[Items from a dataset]
========================================================================

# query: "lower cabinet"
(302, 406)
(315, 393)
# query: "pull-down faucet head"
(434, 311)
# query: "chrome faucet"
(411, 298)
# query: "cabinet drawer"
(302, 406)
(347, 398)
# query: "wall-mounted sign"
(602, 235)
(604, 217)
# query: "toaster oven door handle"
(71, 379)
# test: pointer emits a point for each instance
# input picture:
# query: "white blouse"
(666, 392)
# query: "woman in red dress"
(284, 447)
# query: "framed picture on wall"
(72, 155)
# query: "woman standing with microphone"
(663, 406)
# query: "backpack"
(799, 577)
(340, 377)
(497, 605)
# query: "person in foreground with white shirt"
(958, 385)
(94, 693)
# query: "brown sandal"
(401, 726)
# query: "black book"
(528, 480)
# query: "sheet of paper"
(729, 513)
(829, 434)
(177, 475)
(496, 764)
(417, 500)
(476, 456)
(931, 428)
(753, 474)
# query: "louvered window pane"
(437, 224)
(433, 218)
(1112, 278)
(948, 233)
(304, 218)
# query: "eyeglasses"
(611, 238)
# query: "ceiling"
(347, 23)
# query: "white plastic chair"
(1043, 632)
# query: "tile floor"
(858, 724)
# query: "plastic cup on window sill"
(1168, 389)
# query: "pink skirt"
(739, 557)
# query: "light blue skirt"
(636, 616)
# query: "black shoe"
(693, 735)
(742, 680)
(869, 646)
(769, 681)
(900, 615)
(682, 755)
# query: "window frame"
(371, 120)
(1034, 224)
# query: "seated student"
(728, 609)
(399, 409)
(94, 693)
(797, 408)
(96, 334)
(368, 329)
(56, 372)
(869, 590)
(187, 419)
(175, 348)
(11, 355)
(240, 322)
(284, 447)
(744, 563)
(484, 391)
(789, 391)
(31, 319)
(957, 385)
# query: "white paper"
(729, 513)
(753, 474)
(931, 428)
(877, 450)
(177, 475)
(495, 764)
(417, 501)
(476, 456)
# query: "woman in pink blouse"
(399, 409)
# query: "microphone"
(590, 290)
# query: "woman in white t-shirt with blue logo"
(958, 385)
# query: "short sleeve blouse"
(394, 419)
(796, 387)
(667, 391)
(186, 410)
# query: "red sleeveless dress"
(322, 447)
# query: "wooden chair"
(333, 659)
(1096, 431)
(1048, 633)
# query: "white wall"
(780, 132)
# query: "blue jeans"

========================================================================

What to do -> Copy every line of the entries above word for word, keeping the original order.

Task result ->
# query: "lower cabinet"
(302, 406)
(315, 393)
# query: "pull-down faucet head"
(434, 311)
# query: "chrome faucet"
(411, 298)
# query: "cabinet drawer"
(302, 406)
(347, 398)
# query: "wall-mounted sign"
(602, 235)
(604, 217)
# query: "toaster oven door handle"
(71, 379)
# test: pointer emits a point for each instance
# input picture:
# query: "white blouse"
(666, 392)
# query: "woman in red dress"
(284, 447)
# query: "framed picture on wall"
(72, 155)
# query: "woman standing with microphone"
(663, 406)
# query: "backpack"
(799, 577)
(340, 377)
(497, 605)
# query: "person in foreground with white shirt"
(958, 385)
(94, 693)
# query: "brown sandal"
(401, 726)
# query: "black book"
(528, 480)
# query: "sheet of paper"
(729, 513)
(829, 434)
(177, 475)
(496, 764)
(417, 500)
(476, 456)
(931, 428)
(753, 474)
# query: "louvered window pane"
(437, 224)
(433, 218)
(1112, 278)
(948, 233)
(304, 218)
# query: "eyeglasses"
(611, 238)
# query: "ceiling"
(347, 23)
# query: "white plastic chair"
(1043, 632)
# query: "tile floor"
(858, 724)
# query: "plastic cup on window sill"
(1168, 389)
# query: "pink skirt"
(739, 557)
# query: "light blue skirt"
(636, 616)
# query: "black shoe"
(693, 735)
(742, 680)
(869, 646)
(769, 681)
(900, 615)
(682, 755)
# query: "window frame"
(371, 120)
(1034, 224)
# query: "seated student"
(728, 609)
(399, 409)
(94, 693)
(797, 408)
(96, 334)
(368, 329)
(56, 372)
(869, 590)
(187, 419)
(175, 348)
(11, 355)
(240, 322)
(284, 447)
(744, 563)
(484, 391)
(789, 391)
(31, 319)
(957, 385)
# query: "white paper"
(729, 513)
(753, 474)
(931, 428)
(877, 450)
(177, 475)
(495, 764)
(417, 501)
(476, 456)
# query: "woman in pink blouse"
(399, 409)
# query: "microphone"
(590, 290)
# query: "woman in white t-shirt with blue logo"
(958, 385)
# query: "short sleeve blouse"
(394, 419)
(796, 387)
(667, 391)
(186, 410)
# query: "red sleeveless dress"
(322, 447)
# query: "wooden chair"
(333, 659)
(1096, 431)
(1048, 633)
# query: "white wall"
(780, 132)
# query: "blue jeans"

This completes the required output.